Records from a dataset
******

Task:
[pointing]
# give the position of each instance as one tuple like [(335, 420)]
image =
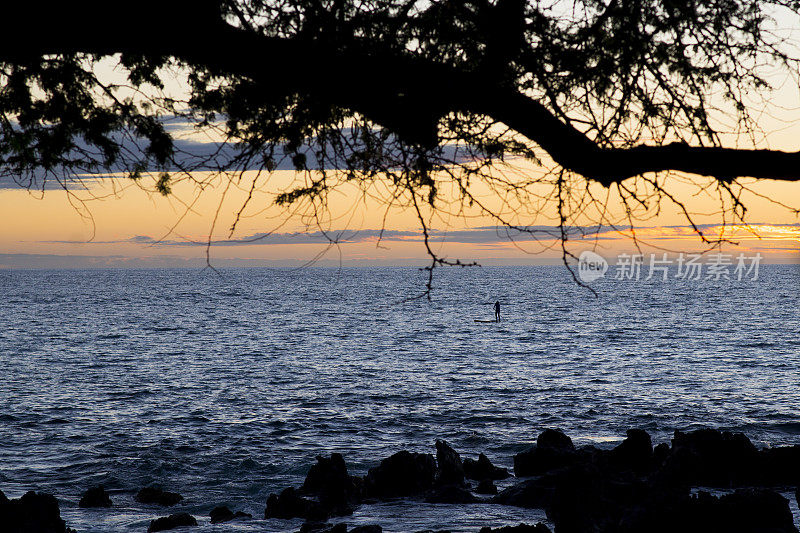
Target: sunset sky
[(113, 222)]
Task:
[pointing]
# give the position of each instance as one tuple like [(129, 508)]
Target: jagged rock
[(554, 439), (289, 504), (157, 496), (660, 454), (486, 486), (171, 522), (33, 512), (450, 494), (707, 457), (402, 474), (322, 527), (329, 481), (451, 469), (370, 528), (483, 469), (553, 450), (744, 511), (522, 528), (531, 494), (780, 466), (223, 514), (635, 452), (95, 497)]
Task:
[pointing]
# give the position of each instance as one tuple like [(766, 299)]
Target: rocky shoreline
[(634, 487)]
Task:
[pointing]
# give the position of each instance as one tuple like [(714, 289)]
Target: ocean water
[(225, 386)]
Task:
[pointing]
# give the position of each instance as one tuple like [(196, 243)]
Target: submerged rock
[(289, 504), (95, 497), (450, 468), (450, 494), (486, 486), (483, 469), (322, 527), (522, 528), (635, 452), (171, 522), (530, 494), (329, 481), (553, 450), (223, 514), (402, 474), (707, 457), (34, 512), (780, 466), (371, 528), (157, 496)]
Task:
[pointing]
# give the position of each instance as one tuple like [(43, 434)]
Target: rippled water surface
[(225, 387)]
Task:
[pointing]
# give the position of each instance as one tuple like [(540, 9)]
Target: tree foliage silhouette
[(419, 95)]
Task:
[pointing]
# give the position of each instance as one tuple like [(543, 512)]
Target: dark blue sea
[(224, 386)]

******

What needs to be done: Please quote nothing but the lines from the line with "like [(540, 9)]" through the end of the data above, exactly as written, ends included.

Written answer:
# give the position of each instance as one tuple like [(540, 9)]
Target: tree foliage silhouette
[(419, 95)]
Task:
[pointing]
# give the position of each instance as one tuple like [(543, 512)]
Target: dark blue sea
[(224, 386)]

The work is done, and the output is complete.